# [SHORT TASK]
Rewrite all the records below, changing "Marks" to "Points" and keeping everything else the same. Leave the pictures out.

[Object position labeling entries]
•••••

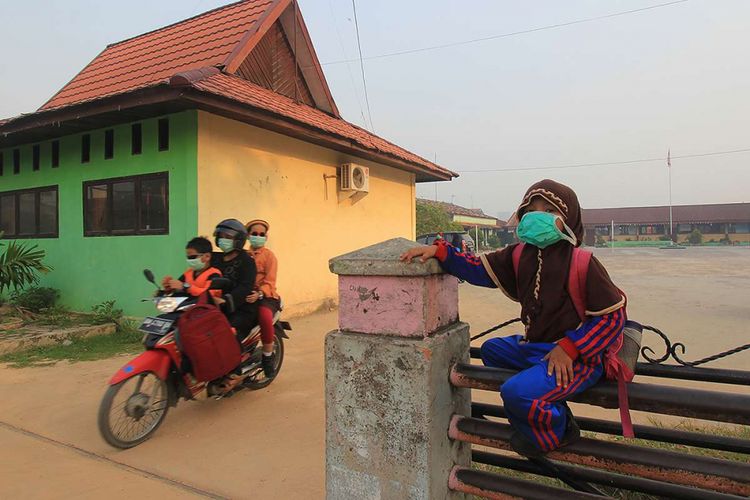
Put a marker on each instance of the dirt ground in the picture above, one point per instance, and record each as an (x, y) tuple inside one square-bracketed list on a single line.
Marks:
[(270, 443)]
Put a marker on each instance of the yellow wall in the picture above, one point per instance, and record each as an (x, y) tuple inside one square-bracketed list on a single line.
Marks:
[(246, 172)]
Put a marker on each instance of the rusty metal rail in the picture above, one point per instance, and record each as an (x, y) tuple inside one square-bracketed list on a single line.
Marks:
[(665, 400), (603, 478), (713, 375), (702, 472), (663, 435), (495, 486)]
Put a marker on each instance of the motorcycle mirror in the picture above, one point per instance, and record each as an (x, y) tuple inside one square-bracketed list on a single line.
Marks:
[(220, 284), (149, 276)]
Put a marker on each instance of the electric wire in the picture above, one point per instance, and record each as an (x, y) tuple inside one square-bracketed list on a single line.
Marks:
[(605, 164), (503, 35), (362, 65), (348, 67)]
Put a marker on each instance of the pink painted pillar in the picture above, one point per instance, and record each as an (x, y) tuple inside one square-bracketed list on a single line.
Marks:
[(388, 397)]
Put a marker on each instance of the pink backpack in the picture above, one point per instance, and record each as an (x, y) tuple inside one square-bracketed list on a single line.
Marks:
[(618, 365)]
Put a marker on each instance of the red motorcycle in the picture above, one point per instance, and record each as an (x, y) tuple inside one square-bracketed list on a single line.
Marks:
[(142, 391)]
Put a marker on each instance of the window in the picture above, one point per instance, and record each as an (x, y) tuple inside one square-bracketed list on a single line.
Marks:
[(109, 144), (127, 206), (136, 139), (31, 213), (35, 157), (85, 148), (16, 161), (55, 154), (164, 134)]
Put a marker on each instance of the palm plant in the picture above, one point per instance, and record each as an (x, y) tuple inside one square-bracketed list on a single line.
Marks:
[(20, 264)]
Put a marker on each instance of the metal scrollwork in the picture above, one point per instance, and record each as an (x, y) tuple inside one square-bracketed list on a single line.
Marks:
[(672, 350)]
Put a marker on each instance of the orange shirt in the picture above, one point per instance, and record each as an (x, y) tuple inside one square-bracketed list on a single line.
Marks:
[(268, 266), (202, 282)]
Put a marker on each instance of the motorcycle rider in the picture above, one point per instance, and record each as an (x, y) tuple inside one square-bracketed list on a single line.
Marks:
[(197, 278), (236, 265), (264, 295)]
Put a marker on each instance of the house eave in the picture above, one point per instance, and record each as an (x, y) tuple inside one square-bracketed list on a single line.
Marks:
[(164, 99)]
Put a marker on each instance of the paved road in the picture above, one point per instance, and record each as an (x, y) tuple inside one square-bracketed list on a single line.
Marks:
[(270, 443), (261, 444)]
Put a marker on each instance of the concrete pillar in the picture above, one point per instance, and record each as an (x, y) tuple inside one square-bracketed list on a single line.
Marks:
[(388, 396)]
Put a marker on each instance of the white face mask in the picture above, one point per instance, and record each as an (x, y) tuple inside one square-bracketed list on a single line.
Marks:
[(196, 264), (225, 244)]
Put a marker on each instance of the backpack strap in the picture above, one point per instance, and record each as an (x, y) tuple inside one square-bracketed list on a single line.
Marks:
[(579, 270), (516, 256)]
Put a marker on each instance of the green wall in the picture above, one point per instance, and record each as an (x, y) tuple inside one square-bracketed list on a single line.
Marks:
[(89, 270)]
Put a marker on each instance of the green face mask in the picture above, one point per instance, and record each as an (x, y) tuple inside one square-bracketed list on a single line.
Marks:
[(540, 229), (196, 264), (225, 244), (257, 241)]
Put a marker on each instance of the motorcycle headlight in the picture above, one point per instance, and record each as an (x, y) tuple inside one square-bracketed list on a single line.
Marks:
[(167, 304)]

•••••

# [CORRECT RESPONSE]
Put a marker on each instance of the dirt ground in the picture above, one point per instance, and record each as an (x, y) tuple inside one square-bracketed list on a single line.
Points:
[(270, 443)]
Put a marker on each instance of the yellow wall in the picture above, one point per instance, and record each as an (x, y) tuple inside one square-bracketed list on a single line.
Points:
[(246, 172)]
Put a marker on each instance of the rusty metal rail in the picture above, one point per instance, and record each as an (x, y) tuple inside one square-bracketed list on a single line.
Points:
[(665, 400), (603, 478), (713, 375), (702, 472), (663, 435), (495, 486)]
Put a marker on each instance of the motorcycle mirror in the picture above, one point per instance, and record each as an (x, y) tuple inside one square-bracketed list on a single line.
Points:
[(220, 284), (149, 276)]
Put a marker on each instance of the electric wire in the picture above, one point per instance, and record each as an (x, y) tuple inside one square-bracketed list on a single line.
Points:
[(605, 164), (503, 35), (362, 65), (348, 67)]
Put a marker on each instance of the pink painted pillar in the picture above, one point per instance, and record each as an (x, y) tuple inside one square-bracketed list on a single line.
Points:
[(388, 397)]
Put a marker on each instance of the pink backpack in the picture above, one point per instance, and record each as an (x, y) tuple inside one square-bracketed list on a single line.
Points:
[(618, 365)]
Put a marker on each instance of the red motorcycle in the picture above, one point per instance, and record each as an (x, y) tuple inside one square-bracketed list on a single line.
Points:
[(142, 391)]
Put a marker on each instance of the window in the picture above, one point per instance, and record each as an (x, y) tuple inside one square-bracketed list on a single line.
Points:
[(109, 144), (127, 206), (136, 139), (31, 213), (35, 157), (85, 148), (16, 161), (55, 154), (164, 134)]
Put a marker on each instance of the palm plant in the picture above, one point per instance, and record each as an (x, y) tuple inside one square-bracketed list on a single line.
Points:
[(20, 264)]
Put a marker on each instance of the metal scrollwork in the picture above, one point per instance, and record each as an (x, y) tuple inside one square-bracketed list on a single line.
Points:
[(672, 350)]
Put a marker on each instance of the orange shirt in the picture above, one point per instance, and record each as an (x, y) tuple inside one square-bracketed list on a single line.
Points:
[(268, 266), (202, 282)]
Put a marker on each instance of the motorcycle rider in the picture above, one point per instance, and record each as an (x, y) tuple inside one square-bracketed list on a single line.
Points:
[(197, 278), (236, 265), (264, 295)]
Put a marker on each instance of the house eave in the picture above, one point per instance, and record each as an (x, y) tuple inside one square-bracketed list on a single line.
Points:
[(164, 99)]
Put a marker on each instance of the paved road in the picture above, one point per instance, and record each as an (x, y) tuple inside one square-bracketed list on a single line.
Points:
[(270, 443), (261, 444)]
Put a marker on each instance of the concrete pillar in the picture above, one point per instance, and record each as an (x, y) tuple inside one square-bracketed list on a single line.
Points:
[(388, 396)]
Put a marker on each instance of the white face mask in the picture above, one point per instance, and record each as an (x, y) tuple inside one square-bracketed list on a single line.
Points:
[(196, 264), (225, 244)]
Put a marker on each instance of the backpack strap in the picture above, one point per instance, and record each as an (x, y) tuple inside one square-bracketed list on a single line.
Points:
[(579, 270), (516, 256)]
Put a marker on each instance of the green wall in the picture above, one point per instance, and record each as an (x, y) tuple inside one square-bracketed list on a single line.
Points:
[(89, 270)]
Put a marker on each instance of the green face mask in the picture above, one point per instance, and record each as an (x, y) tuple inside one square-bracketed list on a single line.
Points:
[(540, 229), (196, 264), (225, 244), (257, 241)]
Put a marker on each instance of the motorcycle headlight in the picture above, one point per instance, and record each as an (x, y) tuple inside one square-bracketed list on a single line.
Points:
[(167, 304)]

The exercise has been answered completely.